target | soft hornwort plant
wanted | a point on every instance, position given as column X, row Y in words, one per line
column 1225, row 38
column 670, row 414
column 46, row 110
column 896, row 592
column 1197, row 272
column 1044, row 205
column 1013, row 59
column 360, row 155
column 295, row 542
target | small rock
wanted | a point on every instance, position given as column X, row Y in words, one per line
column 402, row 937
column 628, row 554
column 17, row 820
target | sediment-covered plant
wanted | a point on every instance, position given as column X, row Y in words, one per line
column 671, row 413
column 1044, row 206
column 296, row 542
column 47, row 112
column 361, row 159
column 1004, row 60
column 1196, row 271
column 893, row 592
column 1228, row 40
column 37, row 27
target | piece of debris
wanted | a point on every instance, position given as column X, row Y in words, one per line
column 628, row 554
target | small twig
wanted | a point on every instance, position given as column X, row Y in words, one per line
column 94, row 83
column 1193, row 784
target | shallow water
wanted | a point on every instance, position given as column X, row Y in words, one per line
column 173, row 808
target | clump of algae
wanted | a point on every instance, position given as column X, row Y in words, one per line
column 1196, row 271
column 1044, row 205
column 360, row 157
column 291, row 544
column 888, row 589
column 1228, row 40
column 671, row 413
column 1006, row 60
= = =
EXERCISE TASK:
Turn everything in the records above, from the line containing "target | shallow water" down to the line containing "column 173, row 808", into a numbered list, including both of those lines and skipping any blank lines.

SOLUTION FOR THIS EXERCISE:
1. target | shallow water
2. wanted | a point on every instance, position given as column X, row Y in words, one per line
3. column 173, row 808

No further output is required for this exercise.